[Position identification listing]
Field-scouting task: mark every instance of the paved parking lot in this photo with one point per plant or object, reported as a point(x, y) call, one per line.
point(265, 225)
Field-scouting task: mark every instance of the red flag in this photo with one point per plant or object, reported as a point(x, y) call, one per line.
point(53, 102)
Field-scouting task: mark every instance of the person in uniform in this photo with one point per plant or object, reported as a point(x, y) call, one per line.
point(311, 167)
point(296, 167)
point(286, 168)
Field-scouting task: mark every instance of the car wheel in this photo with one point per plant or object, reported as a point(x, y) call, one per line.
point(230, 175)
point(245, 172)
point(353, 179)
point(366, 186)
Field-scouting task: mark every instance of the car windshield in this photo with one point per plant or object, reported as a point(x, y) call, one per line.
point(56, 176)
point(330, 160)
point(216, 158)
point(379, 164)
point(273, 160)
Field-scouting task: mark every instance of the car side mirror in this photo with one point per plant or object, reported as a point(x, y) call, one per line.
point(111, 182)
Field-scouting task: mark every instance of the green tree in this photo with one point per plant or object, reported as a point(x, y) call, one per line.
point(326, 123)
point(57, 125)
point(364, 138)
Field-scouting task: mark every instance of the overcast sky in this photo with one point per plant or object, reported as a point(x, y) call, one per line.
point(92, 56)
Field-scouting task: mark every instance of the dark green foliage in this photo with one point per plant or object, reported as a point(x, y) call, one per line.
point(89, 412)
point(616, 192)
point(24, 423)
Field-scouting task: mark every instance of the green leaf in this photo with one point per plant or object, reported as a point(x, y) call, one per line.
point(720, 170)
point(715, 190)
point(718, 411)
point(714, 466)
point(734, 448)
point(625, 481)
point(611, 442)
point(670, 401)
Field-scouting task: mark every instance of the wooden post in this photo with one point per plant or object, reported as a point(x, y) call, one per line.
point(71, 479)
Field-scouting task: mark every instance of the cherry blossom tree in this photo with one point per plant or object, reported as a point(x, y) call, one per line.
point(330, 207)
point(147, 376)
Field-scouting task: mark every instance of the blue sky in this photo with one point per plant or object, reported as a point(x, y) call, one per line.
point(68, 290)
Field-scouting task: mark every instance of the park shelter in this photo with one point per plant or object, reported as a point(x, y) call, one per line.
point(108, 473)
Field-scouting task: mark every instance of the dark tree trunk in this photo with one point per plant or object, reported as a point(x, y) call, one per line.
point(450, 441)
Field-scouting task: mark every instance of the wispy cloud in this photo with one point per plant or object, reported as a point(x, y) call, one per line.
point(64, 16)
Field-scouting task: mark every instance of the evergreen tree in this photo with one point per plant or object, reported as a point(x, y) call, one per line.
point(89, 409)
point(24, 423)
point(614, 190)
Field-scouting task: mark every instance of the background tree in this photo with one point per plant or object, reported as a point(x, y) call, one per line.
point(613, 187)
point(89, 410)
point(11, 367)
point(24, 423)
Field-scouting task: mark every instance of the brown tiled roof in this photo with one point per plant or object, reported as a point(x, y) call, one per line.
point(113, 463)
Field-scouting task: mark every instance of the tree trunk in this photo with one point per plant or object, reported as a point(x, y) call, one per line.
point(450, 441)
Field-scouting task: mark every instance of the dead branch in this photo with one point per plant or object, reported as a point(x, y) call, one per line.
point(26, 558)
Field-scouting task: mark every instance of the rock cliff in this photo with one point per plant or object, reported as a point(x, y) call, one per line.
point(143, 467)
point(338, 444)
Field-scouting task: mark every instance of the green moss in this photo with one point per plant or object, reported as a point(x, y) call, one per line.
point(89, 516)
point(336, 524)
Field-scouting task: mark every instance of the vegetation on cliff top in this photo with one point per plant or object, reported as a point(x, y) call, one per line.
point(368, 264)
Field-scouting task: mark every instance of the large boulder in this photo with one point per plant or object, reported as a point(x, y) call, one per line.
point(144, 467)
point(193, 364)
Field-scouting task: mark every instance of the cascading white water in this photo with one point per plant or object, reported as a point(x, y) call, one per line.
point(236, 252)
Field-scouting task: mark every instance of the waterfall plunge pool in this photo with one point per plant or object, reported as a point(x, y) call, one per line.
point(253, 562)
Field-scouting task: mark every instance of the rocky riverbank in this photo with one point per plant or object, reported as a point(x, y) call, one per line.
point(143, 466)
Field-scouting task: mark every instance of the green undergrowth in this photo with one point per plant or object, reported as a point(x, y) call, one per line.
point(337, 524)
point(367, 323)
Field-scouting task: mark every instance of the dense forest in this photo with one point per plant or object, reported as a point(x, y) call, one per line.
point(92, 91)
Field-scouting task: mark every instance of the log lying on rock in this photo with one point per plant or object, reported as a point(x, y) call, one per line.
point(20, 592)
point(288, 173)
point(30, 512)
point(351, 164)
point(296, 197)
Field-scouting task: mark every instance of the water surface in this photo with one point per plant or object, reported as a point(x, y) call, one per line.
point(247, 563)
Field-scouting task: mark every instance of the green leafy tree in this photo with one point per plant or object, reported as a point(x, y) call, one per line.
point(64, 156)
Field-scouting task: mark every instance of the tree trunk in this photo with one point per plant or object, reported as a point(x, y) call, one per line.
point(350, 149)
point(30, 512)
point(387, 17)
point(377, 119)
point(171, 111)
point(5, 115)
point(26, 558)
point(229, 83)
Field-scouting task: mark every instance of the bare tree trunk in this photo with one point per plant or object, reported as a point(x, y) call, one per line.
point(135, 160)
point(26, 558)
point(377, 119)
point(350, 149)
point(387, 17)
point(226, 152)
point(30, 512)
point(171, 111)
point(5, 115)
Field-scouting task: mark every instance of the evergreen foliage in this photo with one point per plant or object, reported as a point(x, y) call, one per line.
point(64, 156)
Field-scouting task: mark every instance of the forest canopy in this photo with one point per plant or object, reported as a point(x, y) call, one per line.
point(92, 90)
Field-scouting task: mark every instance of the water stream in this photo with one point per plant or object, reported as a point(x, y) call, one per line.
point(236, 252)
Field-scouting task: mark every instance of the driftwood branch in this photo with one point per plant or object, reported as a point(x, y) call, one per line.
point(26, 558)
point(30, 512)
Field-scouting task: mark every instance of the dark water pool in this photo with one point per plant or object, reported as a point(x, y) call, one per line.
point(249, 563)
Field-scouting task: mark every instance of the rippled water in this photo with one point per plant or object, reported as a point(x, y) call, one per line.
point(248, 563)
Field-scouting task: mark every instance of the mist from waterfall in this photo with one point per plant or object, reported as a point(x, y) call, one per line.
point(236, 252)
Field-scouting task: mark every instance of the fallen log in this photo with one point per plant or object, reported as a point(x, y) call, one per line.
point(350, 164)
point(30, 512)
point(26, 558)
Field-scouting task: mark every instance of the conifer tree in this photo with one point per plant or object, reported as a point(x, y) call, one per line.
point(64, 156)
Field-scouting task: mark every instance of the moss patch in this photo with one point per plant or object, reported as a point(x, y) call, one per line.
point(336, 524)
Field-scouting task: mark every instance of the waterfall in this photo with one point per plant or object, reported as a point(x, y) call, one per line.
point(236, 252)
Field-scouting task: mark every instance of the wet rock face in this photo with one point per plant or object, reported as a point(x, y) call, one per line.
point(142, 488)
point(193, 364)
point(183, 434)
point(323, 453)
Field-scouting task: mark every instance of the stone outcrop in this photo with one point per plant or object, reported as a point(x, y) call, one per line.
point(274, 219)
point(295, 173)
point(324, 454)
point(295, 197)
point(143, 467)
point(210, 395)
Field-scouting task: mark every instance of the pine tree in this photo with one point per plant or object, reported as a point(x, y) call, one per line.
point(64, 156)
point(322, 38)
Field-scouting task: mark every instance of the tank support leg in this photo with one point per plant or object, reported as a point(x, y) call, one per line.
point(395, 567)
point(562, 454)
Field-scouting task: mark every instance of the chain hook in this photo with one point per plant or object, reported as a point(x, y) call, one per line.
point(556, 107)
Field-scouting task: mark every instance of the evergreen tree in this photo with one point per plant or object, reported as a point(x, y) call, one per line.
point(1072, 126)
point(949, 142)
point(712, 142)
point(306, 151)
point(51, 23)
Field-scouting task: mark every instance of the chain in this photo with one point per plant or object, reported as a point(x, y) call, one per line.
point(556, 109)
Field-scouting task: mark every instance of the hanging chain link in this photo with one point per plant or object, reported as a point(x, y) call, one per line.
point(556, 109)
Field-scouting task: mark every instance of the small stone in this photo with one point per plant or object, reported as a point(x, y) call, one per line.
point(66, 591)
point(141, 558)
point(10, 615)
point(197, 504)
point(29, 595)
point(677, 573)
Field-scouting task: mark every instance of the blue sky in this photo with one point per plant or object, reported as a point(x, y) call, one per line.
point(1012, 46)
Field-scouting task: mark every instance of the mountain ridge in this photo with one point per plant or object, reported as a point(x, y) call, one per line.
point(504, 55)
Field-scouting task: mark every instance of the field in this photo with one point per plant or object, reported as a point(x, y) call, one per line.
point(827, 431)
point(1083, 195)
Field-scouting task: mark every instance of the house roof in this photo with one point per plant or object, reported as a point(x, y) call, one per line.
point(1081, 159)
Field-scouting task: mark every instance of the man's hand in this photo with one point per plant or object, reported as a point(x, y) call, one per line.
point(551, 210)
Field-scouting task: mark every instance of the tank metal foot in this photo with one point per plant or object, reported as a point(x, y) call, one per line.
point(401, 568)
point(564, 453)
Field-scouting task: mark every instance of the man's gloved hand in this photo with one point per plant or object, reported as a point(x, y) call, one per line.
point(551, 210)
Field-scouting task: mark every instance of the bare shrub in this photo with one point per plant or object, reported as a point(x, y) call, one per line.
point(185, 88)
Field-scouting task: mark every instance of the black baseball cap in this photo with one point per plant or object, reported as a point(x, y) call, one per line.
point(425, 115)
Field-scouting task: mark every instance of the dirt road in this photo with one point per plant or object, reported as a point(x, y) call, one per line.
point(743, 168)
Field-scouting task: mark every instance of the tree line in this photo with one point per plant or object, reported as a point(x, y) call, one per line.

[Goal]:
Render the lines of the listing above, from the line with "Field-scouting task: mark every instance of the mist" to the line with "point(556, 107)", both included, as a numbered list, omitting any blank lines.

[Output for this exercise]:
1. Field-scouting task: mark every instance of the mist from waterfall in this photo with one point per plant or object, reported as a point(x, y) call, one per line.
2. point(236, 252)
3. Field-scouting task: mark every instance of the fallen log in this photo with one point per plant or object, reported as a point(x, y) call, one per line.
4. point(350, 164)
5. point(30, 512)
6. point(26, 558)
7. Field-scouting task: mark every instance of the conifer tree in this photo with one point per plant or object, reported as a point(x, y) call, one per line.
8. point(64, 156)
9. Field-scouting task: mark every instance of the moss patch in this photo with one point per plant or object, reported as a point(x, y) call, one per line.
10. point(336, 524)
11. Field-scouting task: mark every instance of the waterfall in this photo with one point per plant or object, reported as a point(x, y) call, one per line.
12. point(236, 252)
13. Field-scouting task: mark every instance of the wet rock face in this photo with one point per plant or object, reported as a point(x, y) call, one per line.
14. point(142, 488)
15. point(193, 364)
16. point(183, 434)
17. point(323, 453)
18. Field-scouting task: mark every instance of the stone outcrop in this photo with one point per plant or object, reported as a point(x, y) call, one per line.
19. point(274, 219)
20. point(295, 173)
21. point(324, 454)
22. point(295, 197)
23. point(143, 467)
24. point(210, 395)
25. Field-scouting task: mark every instance of the pine tree in this photo with one point per plant or object, reported as a point(x, y) call, one per line.
26. point(64, 156)
27. point(322, 38)
28. Field-scouting task: mark every instance of the tank support leg in this photo with one point per plant or object, reported as a point(x, y) call, one per line.
29. point(395, 567)
30. point(562, 454)
31. Field-scouting task: mark every instance of the chain hook in this photo with one point per plant or object, reported as a point(x, y) call, one per line.
32. point(556, 107)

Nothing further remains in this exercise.